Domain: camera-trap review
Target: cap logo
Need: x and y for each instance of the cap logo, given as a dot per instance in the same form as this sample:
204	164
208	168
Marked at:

-*-*-

WHAT YOU NEED TO DO :: Return every line of the material above unchanged, with nothing added or left out.

RESPONSE FOR THIS EXERCISE ::
Domain: camera-trap review
Target: cap logo
Need: x and y for each instance of the cap logo, given as a dot per instance in the same form as this sample:
204	164
208	168
Marked at:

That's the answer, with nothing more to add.